**TASK 1**: List every baseball player the game recap names, giving each one once.
**TASK 2**:
Answer each of these from the game recap:
(a) Which pitcher threw another gem without getting the win?
(b) Which team was defeated, and by what final score?
(c) On which pitch did Bautista hit his grand slam?
**TASK 3**: Write the next paragraph of the game recap, picking up after its final sentence.

It was yet another game that teetered on disaster from the beginning. Jose Bautista was wincing after chasing a ball that hit off the wall, and then hurting himself because some numb nuts forgot to latch the door shut for the second time this season. And you wonder why everybody things this is a minor league operation. (Well, that’s one of so many reasons.)
Then during the game, which featured another gem by Jacob deGrom where the W in the boxscore floated away to someone else, Wilmer Flores was thrown out of the plate by three miles on a Todd Frazier double because after ten seasons in this organization nobody that works for the team have figured out that Flores is slow. This team refuses to scout their own players, let alone scouting the rest of the league.
But amidst all the frustration, it was the same Bautista that was almost done for after the first who stepped up to the plate in the ninth with two outs and the bases loaded, and didn’t even wait for the count to get to 3-2 so he could be the subject of a 1982 Billy Joel lyric. He crushed the first pitch into the second deck for a game winning grand slam to defeat the Tampa Bay Rays by the skin of their teeth, 5-1. “Joey Bats” will always be known for the bat flip with his most recognizable team, but as a Met he has tallied the first walk-off home run of his career. A footnote in his career, much like this win will wind up being a footnote in the 2018 season, albeit a footnote that everybody in the ballpark deserved to see and will probably remember for a while.

**DATASET RECORDS**:
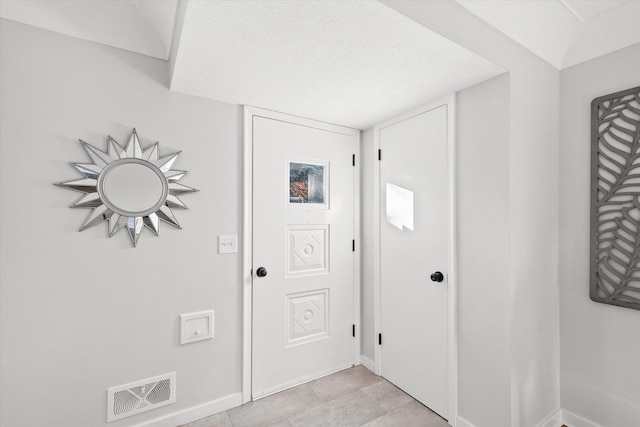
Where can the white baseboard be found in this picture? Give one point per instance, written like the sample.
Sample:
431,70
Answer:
367,363
461,422
195,412
572,420
555,419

**TASK RESPONSE 1**: Jose Bautista, Jacob deGrom, Wilmer Flores, Todd Frazier

**TASK RESPONSE 2**:
(a) Jacob deGrom
(b) The Tampa Bay Rays, 5-1
(c) The first pitch

**TASK RESPONSE 3**:
It probably means the Mets will feel validated in signing players well past their prime to fill major roles on the team, but Bautista has certainly been a bright spot. Sad to wonder where they would be without a major league signing off the scrap heap. At the very worst, he’s 2018’s version of Gary Sheffield, who was decent enough to shine amidst the mess that was the 2009 Mets, and had his own Mets footnote by hitting his 500th home run. And there’s your abridged history of twilight year Mets who have had their footnotes in Flushing.
The Mets have become proficient at that … creating Mets Classics out of the rubble of lost seasons. Then you watch them and you wonder “why is this a Mets Classic again?” And then we’ll wonder “Why did the Rays’ starter only go two innings and why did we have so much trouble beating them under these circumstances?” But I guess we’ll take anything out of this death march to the finish line. This game will keep us warm in five years when David Wright is our manager, Tim Tebow is our leading hitter, and Wilmer Flores is winning his third straight MVP with the Minnesota Twins.
Today’s Hate List
- You know what I hate?
- Ordering food at a bar that takes ten minutes to get to the counter,
- but then it takes 15 more minutes to get into your hands …
- … because everybody else in the bar has to get taken care of before you.
- Annoying.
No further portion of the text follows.